**Direction**
From the line with "Where can the two-car" through the final line, please write out the listing exactly, including both of those lines.

-- Begin --

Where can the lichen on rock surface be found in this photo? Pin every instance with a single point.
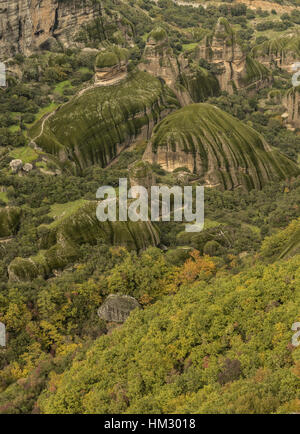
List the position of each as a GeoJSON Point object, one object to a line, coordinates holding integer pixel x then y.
{"type": "Point", "coordinates": [222, 150]}
{"type": "Point", "coordinates": [61, 241]}
{"type": "Point", "coordinates": [97, 125]}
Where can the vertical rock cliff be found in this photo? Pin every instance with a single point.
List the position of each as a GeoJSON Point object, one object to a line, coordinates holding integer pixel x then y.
{"type": "Point", "coordinates": [29, 24]}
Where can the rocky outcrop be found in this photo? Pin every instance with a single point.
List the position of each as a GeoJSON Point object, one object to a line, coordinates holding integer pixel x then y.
{"type": "Point", "coordinates": [291, 101]}
{"type": "Point", "coordinates": [16, 165]}
{"type": "Point", "coordinates": [282, 52]}
{"type": "Point", "coordinates": [220, 149]}
{"type": "Point", "coordinates": [160, 61]}
{"type": "Point", "coordinates": [60, 243]}
{"type": "Point", "coordinates": [140, 173]}
{"type": "Point", "coordinates": [26, 25]}
{"type": "Point", "coordinates": [111, 66]}
{"type": "Point", "coordinates": [158, 58]}
{"type": "Point", "coordinates": [10, 218]}
{"type": "Point", "coordinates": [96, 126]}
{"type": "Point", "coordinates": [117, 308]}
{"type": "Point", "coordinates": [235, 69]}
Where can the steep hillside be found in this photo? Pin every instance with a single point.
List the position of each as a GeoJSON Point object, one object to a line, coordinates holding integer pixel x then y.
{"type": "Point", "coordinates": [222, 347]}
{"type": "Point", "coordinates": [223, 151]}
{"type": "Point", "coordinates": [282, 51]}
{"type": "Point", "coordinates": [97, 125]}
{"type": "Point", "coordinates": [60, 242]}
{"type": "Point", "coordinates": [236, 69]}
{"type": "Point", "coordinates": [284, 244]}
{"type": "Point", "coordinates": [49, 24]}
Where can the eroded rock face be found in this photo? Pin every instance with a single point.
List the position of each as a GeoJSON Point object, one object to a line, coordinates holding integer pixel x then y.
{"type": "Point", "coordinates": [220, 149]}
{"type": "Point", "coordinates": [27, 25]}
{"type": "Point", "coordinates": [16, 165]}
{"type": "Point", "coordinates": [27, 167]}
{"type": "Point", "coordinates": [236, 70]}
{"type": "Point", "coordinates": [111, 66]}
{"type": "Point", "coordinates": [159, 59]}
{"type": "Point", "coordinates": [292, 103]}
{"type": "Point", "coordinates": [117, 308]}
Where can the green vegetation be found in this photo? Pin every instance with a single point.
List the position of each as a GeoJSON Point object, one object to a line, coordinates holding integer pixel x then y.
{"type": "Point", "coordinates": [91, 128]}
{"type": "Point", "coordinates": [222, 150]}
{"type": "Point", "coordinates": [112, 56]}
{"type": "Point", "coordinates": [26, 154]}
{"type": "Point", "coordinates": [211, 348]}
{"type": "Point", "coordinates": [214, 333]}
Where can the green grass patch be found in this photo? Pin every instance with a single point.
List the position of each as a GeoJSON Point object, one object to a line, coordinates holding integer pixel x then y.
{"type": "Point", "coordinates": [25, 153]}
{"type": "Point", "coordinates": [60, 211]}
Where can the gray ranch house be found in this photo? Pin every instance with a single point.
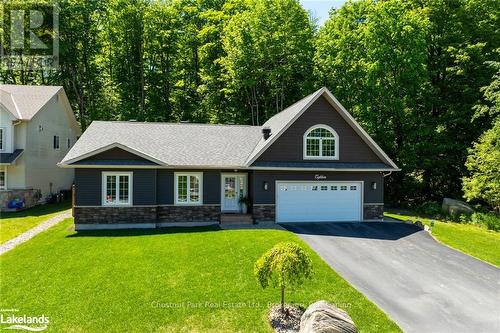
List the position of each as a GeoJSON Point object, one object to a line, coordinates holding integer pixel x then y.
{"type": "Point", "coordinates": [37, 129]}
{"type": "Point", "coordinates": [312, 162]}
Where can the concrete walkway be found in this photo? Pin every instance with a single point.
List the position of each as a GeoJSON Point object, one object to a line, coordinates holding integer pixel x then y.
{"type": "Point", "coordinates": [27, 235]}
{"type": "Point", "coordinates": [421, 284]}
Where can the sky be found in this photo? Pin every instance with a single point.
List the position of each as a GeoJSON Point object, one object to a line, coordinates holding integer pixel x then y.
{"type": "Point", "coordinates": [320, 8]}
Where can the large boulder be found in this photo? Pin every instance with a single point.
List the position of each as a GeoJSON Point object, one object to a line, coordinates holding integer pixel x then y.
{"type": "Point", "coordinates": [455, 207]}
{"type": "Point", "coordinates": [322, 317]}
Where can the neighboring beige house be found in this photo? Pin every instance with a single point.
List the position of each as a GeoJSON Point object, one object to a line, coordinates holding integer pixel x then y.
{"type": "Point", "coordinates": [37, 129]}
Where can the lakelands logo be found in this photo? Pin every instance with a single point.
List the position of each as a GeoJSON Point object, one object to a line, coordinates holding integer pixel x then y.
{"type": "Point", "coordinates": [24, 322]}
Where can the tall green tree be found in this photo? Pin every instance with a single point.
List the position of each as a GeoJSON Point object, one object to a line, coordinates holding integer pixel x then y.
{"type": "Point", "coordinates": [268, 61]}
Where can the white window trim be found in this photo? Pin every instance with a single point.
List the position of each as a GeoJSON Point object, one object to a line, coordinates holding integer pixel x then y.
{"type": "Point", "coordinates": [130, 188]}
{"type": "Point", "coordinates": [4, 170]}
{"type": "Point", "coordinates": [336, 138]}
{"type": "Point", "coordinates": [176, 189]}
{"type": "Point", "coordinates": [3, 134]}
{"type": "Point", "coordinates": [58, 142]}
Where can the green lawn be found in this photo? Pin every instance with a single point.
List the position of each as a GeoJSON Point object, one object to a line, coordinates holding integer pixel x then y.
{"type": "Point", "coordinates": [15, 223]}
{"type": "Point", "coordinates": [471, 239]}
{"type": "Point", "coordinates": [173, 280]}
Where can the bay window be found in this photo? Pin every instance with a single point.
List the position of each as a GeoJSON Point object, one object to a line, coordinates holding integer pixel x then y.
{"type": "Point", "coordinates": [117, 188]}
{"type": "Point", "coordinates": [3, 179]}
{"type": "Point", "coordinates": [188, 188]}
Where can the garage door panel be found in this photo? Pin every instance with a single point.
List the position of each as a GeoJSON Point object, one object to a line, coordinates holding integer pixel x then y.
{"type": "Point", "coordinates": [318, 201]}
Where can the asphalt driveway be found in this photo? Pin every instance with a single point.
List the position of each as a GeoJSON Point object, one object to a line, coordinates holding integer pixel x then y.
{"type": "Point", "coordinates": [421, 284]}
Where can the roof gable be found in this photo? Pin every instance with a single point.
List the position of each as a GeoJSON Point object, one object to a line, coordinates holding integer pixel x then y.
{"type": "Point", "coordinates": [293, 113]}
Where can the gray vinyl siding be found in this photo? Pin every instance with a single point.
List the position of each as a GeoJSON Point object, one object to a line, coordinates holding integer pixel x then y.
{"type": "Point", "coordinates": [144, 187]}
{"type": "Point", "coordinates": [115, 154]}
{"type": "Point", "coordinates": [268, 197]}
{"type": "Point", "coordinates": [211, 187]}
{"type": "Point", "coordinates": [289, 146]}
{"type": "Point", "coordinates": [150, 186]}
{"type": "Point", "coordinates": [156, 187]}
{"type": "Point", "coordinates": [88, 187]}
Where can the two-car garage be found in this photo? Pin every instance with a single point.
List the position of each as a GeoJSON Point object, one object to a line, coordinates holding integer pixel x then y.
{"type": "Point", "coordinates": [318, 201]}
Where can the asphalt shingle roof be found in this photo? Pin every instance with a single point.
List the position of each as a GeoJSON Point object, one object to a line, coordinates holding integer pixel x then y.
{"type": "Point", "coordinates": [25, 101]}
{"type": "Point", "coordinates": [278, 122]}
{"type": "Point", "coordinates": [195, 145]}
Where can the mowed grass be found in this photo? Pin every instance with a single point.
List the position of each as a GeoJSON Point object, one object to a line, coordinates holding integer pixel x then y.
{"type": "Point", "coordinates": [172, 280]}
{"type": "Point", "coordinates": [15, 223]}
{"type": "Point", "coordinates": [471, 239]}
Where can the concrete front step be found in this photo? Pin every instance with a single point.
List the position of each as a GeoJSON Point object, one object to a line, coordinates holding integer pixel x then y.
{"type": "Point", "coordinates": [236, 219]}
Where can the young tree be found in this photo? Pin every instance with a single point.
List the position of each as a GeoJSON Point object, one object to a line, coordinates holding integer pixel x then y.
{"type": "Point", "coordinates": [268, 58]}
{"type": "Point", "coordinates": [483, 164]}
{"type": "Point", "coordinates": [285, 265]}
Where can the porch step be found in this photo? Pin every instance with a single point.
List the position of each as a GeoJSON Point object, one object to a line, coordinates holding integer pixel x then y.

-- End --

**Finished answer**
Where can the two-car garage be found in this photo? Pin every instance with a single point.
List the position of each as a GeoJSON Point object, one object to a line, coordinates holding integer pixel x then y.
{"type": "Point", "coordinates": [318, 201]}
Where can the asphalt shingle roof be found in this photo? Pin every instance with a single point.
List the position of each as a GeoJSON Point object, one object to a line, coordinates holding integer pixel x then y.
{"type": "Point", "coordinates": [25, 101]}
{"type": "Point", "coordinates": [278, 122]}
{"type": "Point", "coordinates": [195, 145]}
Where can the mowed grass be found in this photo? Pin every instance with a single point.
List the position of each as a GeoJSON Point object, one object to a line, coordinates holding integer pixel x then y.
{"type": "Point", "coordinates": [172, 280]}
{"type": "Point", "coordinates": [15, 223]}
{"type": "Point", "coordinates": [471, 239]}
Where can the concrete front step be found in this photo? Pin every instance with a single point.
List the position of each as a GeoJSON Point object, one object to a line, coordinates holding integer pixel x then y.
{"type": "Point", "coordinates": [236, 219]}
Where can the young tree be found in this photo? Pin every instance with a single point.
List the position of each as a GeoJSON Point object, one object to a line, coordinates holding integer pixel x then y.
{"type": "Point", "coordinates": [268, 58]}
{"type": "Point", "coordinates": [483, 164]}
{"type": "Point", "coordinates": [285, 265]}
Where can the porch step be found in this photo? Pin every instance with a single point.
List the position of each as a GeoJSON Point object, one object to a line, coordinates holding integer pixel x then y.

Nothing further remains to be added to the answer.